About this task = Nothing in the records may change when you print them out again.

━━ The data ━━

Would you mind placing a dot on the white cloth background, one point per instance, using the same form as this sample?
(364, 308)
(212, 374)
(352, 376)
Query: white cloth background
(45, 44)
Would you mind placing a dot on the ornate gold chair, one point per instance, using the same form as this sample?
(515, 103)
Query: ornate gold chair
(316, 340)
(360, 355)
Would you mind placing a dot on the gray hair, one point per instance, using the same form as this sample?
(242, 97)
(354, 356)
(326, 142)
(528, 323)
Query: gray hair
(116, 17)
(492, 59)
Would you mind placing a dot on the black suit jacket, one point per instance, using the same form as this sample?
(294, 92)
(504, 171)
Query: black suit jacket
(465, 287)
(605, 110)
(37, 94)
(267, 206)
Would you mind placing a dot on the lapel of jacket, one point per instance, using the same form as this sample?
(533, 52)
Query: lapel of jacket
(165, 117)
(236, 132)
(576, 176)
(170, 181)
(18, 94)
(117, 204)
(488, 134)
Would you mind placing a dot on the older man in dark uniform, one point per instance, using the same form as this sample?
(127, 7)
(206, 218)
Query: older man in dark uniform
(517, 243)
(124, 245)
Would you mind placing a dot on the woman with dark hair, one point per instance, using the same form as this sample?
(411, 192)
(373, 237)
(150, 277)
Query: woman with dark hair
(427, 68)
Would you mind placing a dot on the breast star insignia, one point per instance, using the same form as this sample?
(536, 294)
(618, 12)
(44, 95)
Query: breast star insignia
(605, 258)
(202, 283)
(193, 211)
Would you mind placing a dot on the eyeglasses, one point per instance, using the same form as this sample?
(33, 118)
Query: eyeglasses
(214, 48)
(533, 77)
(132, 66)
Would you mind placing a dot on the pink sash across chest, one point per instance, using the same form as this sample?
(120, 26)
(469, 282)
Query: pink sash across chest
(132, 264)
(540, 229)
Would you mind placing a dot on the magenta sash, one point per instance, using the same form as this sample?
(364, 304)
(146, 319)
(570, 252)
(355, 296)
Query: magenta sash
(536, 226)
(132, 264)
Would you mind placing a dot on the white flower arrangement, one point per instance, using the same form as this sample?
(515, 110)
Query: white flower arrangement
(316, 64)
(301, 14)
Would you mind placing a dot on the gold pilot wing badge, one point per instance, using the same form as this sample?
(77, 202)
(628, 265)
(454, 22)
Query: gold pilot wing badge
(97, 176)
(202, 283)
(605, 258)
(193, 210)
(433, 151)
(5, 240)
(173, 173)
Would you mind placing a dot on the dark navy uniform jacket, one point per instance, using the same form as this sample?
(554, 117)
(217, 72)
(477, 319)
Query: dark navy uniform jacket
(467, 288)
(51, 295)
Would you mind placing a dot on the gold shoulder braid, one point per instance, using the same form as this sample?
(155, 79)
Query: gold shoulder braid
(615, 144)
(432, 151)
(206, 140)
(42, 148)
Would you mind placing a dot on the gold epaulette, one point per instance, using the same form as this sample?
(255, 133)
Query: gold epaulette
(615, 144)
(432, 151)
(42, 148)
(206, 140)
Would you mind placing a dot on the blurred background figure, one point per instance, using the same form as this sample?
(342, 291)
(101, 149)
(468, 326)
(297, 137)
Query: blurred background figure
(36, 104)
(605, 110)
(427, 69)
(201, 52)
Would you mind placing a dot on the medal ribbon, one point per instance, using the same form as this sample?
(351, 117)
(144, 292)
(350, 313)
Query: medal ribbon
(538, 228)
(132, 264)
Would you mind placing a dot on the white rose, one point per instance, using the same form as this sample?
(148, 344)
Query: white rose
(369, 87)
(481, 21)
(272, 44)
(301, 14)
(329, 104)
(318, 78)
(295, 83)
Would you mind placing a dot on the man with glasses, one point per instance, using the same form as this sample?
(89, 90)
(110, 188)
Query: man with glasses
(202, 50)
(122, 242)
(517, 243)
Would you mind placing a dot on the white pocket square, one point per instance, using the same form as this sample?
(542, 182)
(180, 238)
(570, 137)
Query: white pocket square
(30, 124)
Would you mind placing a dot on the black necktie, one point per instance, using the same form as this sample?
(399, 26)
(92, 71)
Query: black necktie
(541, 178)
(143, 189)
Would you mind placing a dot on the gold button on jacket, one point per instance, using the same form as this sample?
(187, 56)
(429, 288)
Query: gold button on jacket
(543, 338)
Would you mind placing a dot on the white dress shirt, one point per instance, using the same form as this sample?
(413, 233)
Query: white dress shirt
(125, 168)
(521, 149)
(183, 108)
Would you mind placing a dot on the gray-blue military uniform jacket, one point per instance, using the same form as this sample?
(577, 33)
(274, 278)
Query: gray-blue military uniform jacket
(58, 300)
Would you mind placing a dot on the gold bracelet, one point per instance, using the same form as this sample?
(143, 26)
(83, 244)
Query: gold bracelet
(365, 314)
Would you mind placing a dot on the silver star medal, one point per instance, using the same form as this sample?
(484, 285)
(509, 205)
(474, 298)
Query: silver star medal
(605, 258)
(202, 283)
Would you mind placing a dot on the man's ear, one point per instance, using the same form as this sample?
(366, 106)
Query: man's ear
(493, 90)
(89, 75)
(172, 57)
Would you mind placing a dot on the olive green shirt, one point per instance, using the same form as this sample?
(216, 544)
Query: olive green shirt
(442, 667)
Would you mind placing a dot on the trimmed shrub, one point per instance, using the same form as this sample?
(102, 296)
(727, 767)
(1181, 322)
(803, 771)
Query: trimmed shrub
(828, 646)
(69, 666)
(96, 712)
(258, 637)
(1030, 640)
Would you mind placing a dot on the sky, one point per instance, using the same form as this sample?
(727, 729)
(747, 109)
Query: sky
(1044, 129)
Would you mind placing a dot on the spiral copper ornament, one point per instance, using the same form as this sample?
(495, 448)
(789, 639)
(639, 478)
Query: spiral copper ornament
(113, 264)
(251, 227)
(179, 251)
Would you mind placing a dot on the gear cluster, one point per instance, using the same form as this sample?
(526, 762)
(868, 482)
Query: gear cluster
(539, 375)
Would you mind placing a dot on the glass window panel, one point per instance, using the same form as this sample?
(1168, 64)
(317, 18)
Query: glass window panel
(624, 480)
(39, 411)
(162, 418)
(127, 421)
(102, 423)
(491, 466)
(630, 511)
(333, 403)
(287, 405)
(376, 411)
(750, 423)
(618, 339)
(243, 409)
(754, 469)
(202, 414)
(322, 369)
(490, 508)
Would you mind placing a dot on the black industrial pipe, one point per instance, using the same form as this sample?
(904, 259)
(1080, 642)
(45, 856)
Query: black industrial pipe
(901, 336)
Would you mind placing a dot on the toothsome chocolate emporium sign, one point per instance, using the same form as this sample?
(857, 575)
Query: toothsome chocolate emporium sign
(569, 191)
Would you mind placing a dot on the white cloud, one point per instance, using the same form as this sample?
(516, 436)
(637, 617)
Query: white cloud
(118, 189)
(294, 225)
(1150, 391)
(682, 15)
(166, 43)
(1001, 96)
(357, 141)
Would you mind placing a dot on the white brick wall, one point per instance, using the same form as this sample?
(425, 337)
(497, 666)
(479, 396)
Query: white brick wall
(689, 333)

━━━

Exercise result =
Would you mind placing a dot on the white cloth background, one point per instance, using the same form as this sample?
(364, 308)
(212, 374)
(352, 376)
Query: white cloth background
(45, 44)
Would you mind placing a dot on the ornate gold chair, one point per instance, using the same form as this sample?
(515, 103)
Query: ornate gold chair
(316, 340)
(360, 355)
Would you mind placing a dot on the gray hair, one point per instance, using the same form as this sample?
(242, 97)
(354, 356)
(326, 142)
(528, 323)
Query: gray hair
(116, 17)
(492, 59)
Would you mind placing a dot on the black suit jacket, one point per instance, using the same form as this sample?
(294, 92)
(504, 171)
Query: black suit jacket
(465, 287)
(605, 110)
(37, 94)
(267, 206)
Would you mind placing a dot on the lapel of jacket, one point per instance, using the same form as this sample?
(533, 52)
Query: lapel of jacket
(165, 117)
(236, 132)
(576, 176)
(170, 181)
(18, 94)
(117, 204)
(488, 134)
Would you mind placing a dot on the older man in dark uniform, one point per instance, using the same form as this sample?
(127, 7)
(206, 218)
Query: older man in dark uniform
(517, 243)
(124, 245)
Would you mind placing a dot on the woman with dark hair, one point per instance, using the same form as this sample?
(411, 192)
(373, 237)
(150, 277)
Query: woman with dark hair
(427, 68)
Would you mind placing a dot on the breast star insignia, one point per instance, using the same form as this sample?
(536, 294)
(618, 12)
(44, 95)
Query: breast star insignia
(605, 258)
(202, 283)
(193, 211)
Would you mind placing a dot on the eyeglasses, one point per instance, using the same form as this sample?
(33, 118)
Query: eyeglasses
(214, 48)
(533, 77)
(132, 66)
Would you mind placing a dot on the pink sash across chest, one point per instance, using the same form as this sample?
(120, 26)
(469, 282)
Query: pink sash across chest
(132, 264)
(540, 229)
Would you mind placing a dot on the magenta sash, one point per instance, using the same form as this sample?
(364, 304)
(146, 319)
(570, 252)
(355, 296)
Query: magenta sash
(536, 226)
(132, 264)
Would you mind placing a dot on the white flower arrangement, one point per instance, using the same form as this sample?
(515, 110)
Query: white flower arrangement
(316, 64)
(301, 14)
Would you mind placing a dot on the gold pilot wing badge, one point per instance, using the same form as this sample?
(77, 202)
(628, 265)
(454, 22)
Query: gold pilot wing badge
(97, 176)
(202, 283)
(605, 258)
(193, 210)
(433, 151)
(5, 240)
(173, 173)
Would you mind placing a dot on the dark navy uniform jacket, one point per instance, using the same form as this sample?
(554, 117)
(217, 72)
(477, 319)
Query: dark navy uniform jacket
(467, 288)
(51, 295)
Would you mind placing a dot on the gold shoulder braid, one point per instance, using the same form as this sample?
(155, 79)
Query: gold shoulder braid
(615, 144)
(432, 151)
(206, 140)
(42, 148)
Would you mind placing a dot on the gold epaulette, one point per instance, using the same form as this sample?
(255, 133)
Query: gold epaulette
(615, 144)
(432, 151)
(42, 148)
(206, 140)
Would you mind placing a dot on the blurred background figure, one point per instance, using the same form as this sample?
(342, 291)
(101, 149)
(468, 326)
(297, 137)
Query: blurred background figure
(36, 104)
(605, 110)
(427, 69)
(201, 52)
Would you mind placing a dot on the medal ribbon, one point per instance, using the same form as this sample?
(351, 117)
(144, 292)
(350, 313)
Query: medal ribbon
(538, 228)
(132, 264)
Would you mind placing a dot on the white rose, one point per instance, using the same form as this sample?
(148, 344)
Query: white rose
(369, 87)
(481, 21)
(272, 44)
(301, 14)
(329, 104)
(318, 78)
(295, 83)
Would you mind placing a dot on the man with glasses, one point per instance, using the same form as this sample?
(89, 90)
(110, 188)
Query: man with glasses
(202, 50)
(122, 242)
(517, 243)
Would you mind placing a dot on the white pocket square, one point per instance, using the same form as this sample?
(542, 182)
(180, 238)
(570, 137)
Query: white pocket square
(30, 124)
Would you mind placing a dot on the black necktie, one point per instance, using the same form as this sample?
(399, 26)
(92, 71)
Query: black necktie
(541, 178)
(143, 189)
Would you mind placing a dot on the gold button on jacket, one point per instance, using the same form as this sample?
(187, 56)
(429, 288)
Query: gold button on jacket
(543, 338)
Would you mind placing a dot on the white dress shirt, one point per instance, using the same form as this sample?
(413, 233)
Query: white dress shirt
(125, 168)
(521, 149)
(183, 108)
Would you mind placing a dot on the gray-blue military uniform jacket, one point per instance, using the same form as this sample?
(577, 33)
(274, 278)
Query: gray-blue military uniform jacket
(58, 300)
Would you mind placing a dot on the gold bracelet, one point per instance, using the same form as this sample?
(143, 26)
(83, 244)
Query: gold bracelet
(365, 314)
Would you mind placing a dot on the silver star medal, one point per instance, using the same form as this sample?
(484, 285)
(509, 205)
(474, 298)
Query: silver star medal
(605, 258)
(202, 283)
Would you mind placing a dot on the man's ear, one point per instance, using the same form as this sample?
(366, 106)
Query: man's ear
(493, 90)
(89, 75)
(172, 57)
Would you mind placing a dot on the olive green shirt, one point per instance, using the same form as this sample?
(216, 544)
Query: olive green shirt
(442, 667)
Would you mind placing a dot on the trimmed shrub, one point per instance, using the same form as this sample?
(102, 296)
(727, 767)
(1181, 322)
(803, 771)
Query: trimmed shrub
(828, 646)
(69, 666)
(96, 712)
(258, 637)
(1030, 640)
Would you mind placing a dot on the sky, one point per instance, using the same form as this sample?
(727, 729)
(747, 109)
Query: sky
(1044, 129)
Would you mind placing a dot on the spiral copper ornament, one point per instance, using the same form as this sample?
(495, 448)
(789, 639)
(639, 478)
Query: spiral copper ornament
(113, 264)
(251, 227)
(179, 251)
Would you mind placing a dot on the gear cluster, one point per instance, using the same form as this sample?
(526, 762)
(868, 482)
Query: gear cluster
(539, 375)
Would you mind placing a dot on the glass window panel, one point per instance, using the same form as this sample?
(1168, 64)
(317, 18)
Query: glass window panel
(624, 480)
(39, 411)
(162, 418)
(127, 421)
(102, 423)
(491, 466)
(630, 511)
(333, 403)
(287, 405)
(376, 411)
(750, 423)
(618, 339)
(243, 409)
(754, 469)
(202, 414)
(322, 369)
(490, 508)
Would you mind placing a dot on the black industrial pipe, one point per instance, using the same form as this sample?
(904, 259)
(1080, 642)
(45, 856)
Query: black industrial pipe
(901, 336)
Would you mind placing a dot on the toothsome chocolate emporium sign, one point per instance, using the same form as this sample?
(857, 575)
Query: toothsome chocolate emporium sign
(569, 191)
Would you mind placing a dot on the white cloud, one point per instance, using the same form as this sample?
(516, 436)
(637, 617)
Query: white cloud
(118, 189)
(294, 225)
(1150, 391)
(682, 15)
(166, 43)
(1001, 96)
(357, 141)
Would you mind placing a dot on the white brick wall, one point per instance, using the same form as this sample?
(425, 337)
(497, 666)
(479, 396)
Query: white brick wall
(689, 333)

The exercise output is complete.